● **GIVEN PROBLEM**: Could you quote, exactly as they stand, the lines running from the one with "of the grassy" to the final line of the material?

● **DATA RECORDS**:

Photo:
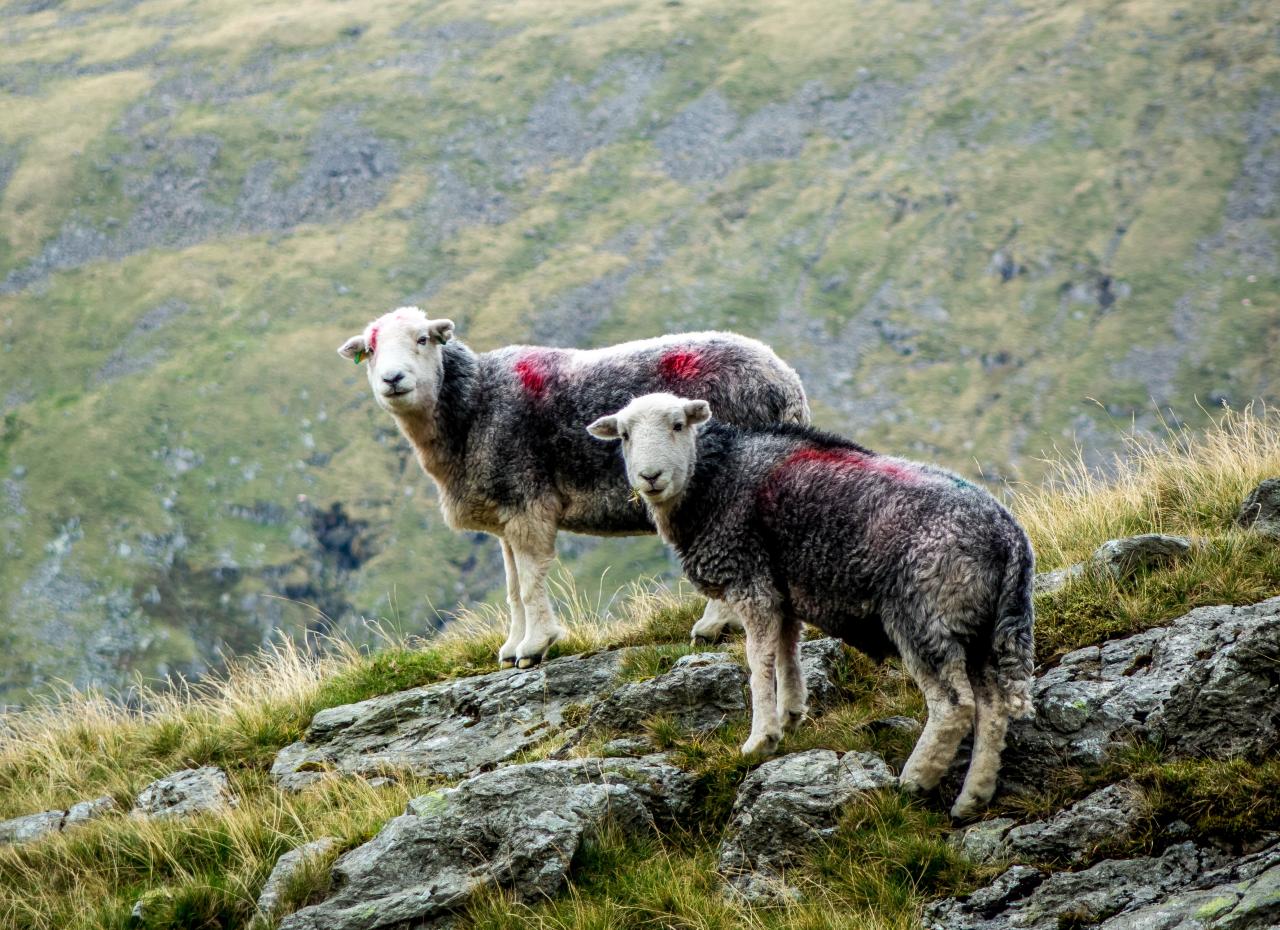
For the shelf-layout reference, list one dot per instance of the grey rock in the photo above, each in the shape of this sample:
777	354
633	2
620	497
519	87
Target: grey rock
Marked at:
703	690
1202	686
517	827
451	728
191	791
1185	888
286	867
86	811
984	841
700	692
1261	509
1121	558
1114	812
36	825
896	723
786	806
1047	582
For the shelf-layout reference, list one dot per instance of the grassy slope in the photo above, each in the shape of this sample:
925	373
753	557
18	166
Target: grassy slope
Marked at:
887	857
860	242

● **WRITTEN RESPONSE**:
For the shelf-layout reference, list one dot per instance of the grassy slope in the photo above, each in the shape of this sample:
925	373
753	557
18	166
Target: grassy slope
Marked at:
887	857
860	242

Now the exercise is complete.